*QUOTED PASSAGE*

BEGIN

How a homeless youth became a leading digital guru
COFFS ex-pat Joe McCord's story begins with hardship: a childhood marred by drug abuse, violence and homelessness.
But skip to the age of 32 and the former Orara High student's days of crippling addiction, hospital visits and couch-surfing are behind him.
Even though he never finished high school, he's now the quintessential city businessman heading one of Queensland's fastest growing digital marketing companies Digital8 - worth millions.
His story has attracted the likes of the Courier Mail but Joe has reached out to the Advocate in hope to provide his insight to local youth who may be struggling.
Soon after Joe was born the court deemed his mother unfit and he was placed into his father's care in Grafton.
It was at the age of 14 when tensions culminated into a violent run-in with his father, and he moved to Lowanna to live with his mum who he barely knew.
With six other siblings, he suddenly found himself surrounded by drug use and domestic violence.
"Until that point I'd managed to avoid using alcohol or drugs but in that household it was so normalised. The situation was out of control with so many kids, there was a lot less visibility. I was sucked into it straight away,” Joe said.
"There was a lot of domestic violence and overt drug abuse. It was a really unhealthy environment.”
Eventually the situation became too much for Joe and while staying at a friend's home in Coffs Harbour one weekend, he decided he wasn't going back.
Through Orara High School it was organised he would enter the youth housing system and he soon began living at the Jetty Bunker Youth Service.
At the age of 16, he was given a four-bedroom house with Youth Allowance and "100 per cent freedom”.
"I went way off the rails by that point.”
"There were a lot of unsavoury characters around me, I was getting into pretty hard drugs. The time between then and when I was 18 was just a blur.”
Joe dropped out of school after Year 10. Soon after, he suffered from a drug-induced psychosis.
He was admitted to Coffs Harbour hospital and was diagnosed with schizophreniform disorder.
After two years treatment he moved to Brisbane seeking a fresh start, and while working odd jobs he met his partner.
Within a year of living together she fell pregnant with their first child, Audrey.
"I looked at Audrey and thought to myself I wanted to be more, I wanted to be a better role model for her.”

END

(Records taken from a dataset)
BEGIN

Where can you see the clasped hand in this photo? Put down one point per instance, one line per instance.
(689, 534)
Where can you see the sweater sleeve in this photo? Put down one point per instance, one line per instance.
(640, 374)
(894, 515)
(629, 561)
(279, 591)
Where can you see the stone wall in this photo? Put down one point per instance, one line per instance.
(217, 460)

END

*COMPLETE THE FOLLOWING*
A) Answer these questions using the article about Joe McCord.
(i) At what age did Joe move to Lowanna to live with his mother?
(ii) What disorder was he diagnosed with at Coffs Harbour hospital?
(iii) What was the name of his first child?
B) Carry on the article about Joe McCord, starting after its last sentence.
The records are independent material, not connected to the article about Joe McCord.

*RESULTS FOR EACH TASK*
A)
(i) 14
(ii) Schizophreniform disorder
(iii) Audrey

B)
Joe had lasting friendships from his time in high school. At this stage, they were all starting to carve out careers in the digital industry.
Chris Ward, who is now the Chief Digital Officer at betting and gaming company Ladbrokes, was at the time working as a search optimisation specialist and it was through him that Joe landed a job interview.
And while Joe didn't end up getting the job, he managed to land himself contract work. From there, he worked his way up and is now the general manager of Digital8.
Joe admits if it wasn't for the support of his close friends from Coffs, he wouldn't be in his position.
"They're all killing it.”
Chris's brother Anthony, a former JPC and Orara High student, owns and operates digital marketing agency Noria based in Thailand.
Aaron Whitlock, a former Woopi High student, owns several businesses including popular Brisbane dog cafe Todd & Pup, and has worked in digital marketing for Neds, Ladbrokes, Culture Kings and Tatts Group.
Sonja Meyer, a former Orara student, now owns and operates creative agency Ethical Design Co in Melbourne.
"There's kids in Coffs who think they're going to leave school at grade 10 and work at a Pizza Hut for the next 20 years, but there's so much opportunity out there.”
"You've just got to get your head on straight, and get out of that lifestyle.
"Being able to spend time with youth workers gave me a brief period to observe and hear from positive role models. Coffs is a town that's very self-aware, there's a lot of programs and groups - but it's up to the kids to listen and establish that contact in the first place.
"You don't have to be at the lowest of low to seek help. It doesn't matter how screwed up you are, you can still get out.”